**WHAT IS REQUIRED**.
Repeat every row below word for word.
start
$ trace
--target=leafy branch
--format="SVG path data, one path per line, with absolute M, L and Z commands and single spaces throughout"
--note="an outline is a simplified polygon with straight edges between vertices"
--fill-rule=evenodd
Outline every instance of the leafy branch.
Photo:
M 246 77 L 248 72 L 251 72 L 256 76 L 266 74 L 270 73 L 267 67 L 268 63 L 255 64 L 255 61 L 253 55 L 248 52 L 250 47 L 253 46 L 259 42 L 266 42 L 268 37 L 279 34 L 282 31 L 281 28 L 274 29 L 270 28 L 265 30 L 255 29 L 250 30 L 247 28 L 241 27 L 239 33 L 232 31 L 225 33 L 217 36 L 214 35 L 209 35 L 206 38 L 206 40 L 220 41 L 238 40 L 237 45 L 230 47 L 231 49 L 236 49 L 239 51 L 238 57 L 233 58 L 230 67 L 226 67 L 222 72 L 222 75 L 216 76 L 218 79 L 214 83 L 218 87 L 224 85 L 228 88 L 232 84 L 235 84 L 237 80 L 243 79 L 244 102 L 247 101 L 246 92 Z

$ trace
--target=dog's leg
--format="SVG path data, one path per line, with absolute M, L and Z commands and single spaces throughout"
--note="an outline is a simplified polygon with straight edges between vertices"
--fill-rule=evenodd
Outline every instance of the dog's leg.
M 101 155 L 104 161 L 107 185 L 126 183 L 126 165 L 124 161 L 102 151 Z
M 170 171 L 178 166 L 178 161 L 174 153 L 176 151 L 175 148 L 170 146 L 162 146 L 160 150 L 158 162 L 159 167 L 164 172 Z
end
**RESULT**.
$ trace
--target=leafy branch
--format="SVG path data, one path per line, with absolute M, L and Z commands and single spaces throughout"
--note="an outline is a simplified polygon with straight edges between vertices"
--fill-rule=evenodd
Outline every instance of the leafy branch.
Photo:
M 246 77 L 248 72 L 251 72 L 256 76 L 266 74 L 270 73 L 267 67 L 268 63 L 255 64 L 255 61 L 253 55 L 248 52 L 250 47 L 253 46 L 259 42 L 266 42 L 268 37 L 279 34 L 282 31 L 281 28 L 274 29 L 270 28 L 265 30 L 255 29 L 250 30 L 247 28 L 241 27 L 239 33 L 232 31 L 225 33 L 217 36 L 214 35 L 209 35 L 206 38 L 206 40 L 220 41 L 238 40 L 237 45 L 230 47 L 231 49 L 236 49 L 239 51 L 238 57 L 233 58 L 230 67 L 226 67 L 222 72 L 222 75 L 216 76 L 218 79 L 214 83 L 218 87 L 224 85 L 228 88 L 232 84 L 235 84 L 237 80 L 243 79 L 244 102 L 247 101 L 246 92 Z

$ trace
--target=dog's leg
--format="SVG path data, one path per line, with absolute M, L and Z commands and single spaces throughout"
--note="an outline is a simplified polygon with straight edges between vertices"
--fill-rule=evenodd
Outline every instance of the dog's leg.
M 101 155 L 104 161 L 107 185 L 126 183 L 126 165 L 124 161 L 102 151 Z
M 170 171 L 178 166 L 178 161 L 174 153 L 176 151 L 175 148 L 170 146 L 162 146 L 160 150 L 158 162 L 159 167 L 164 172 Z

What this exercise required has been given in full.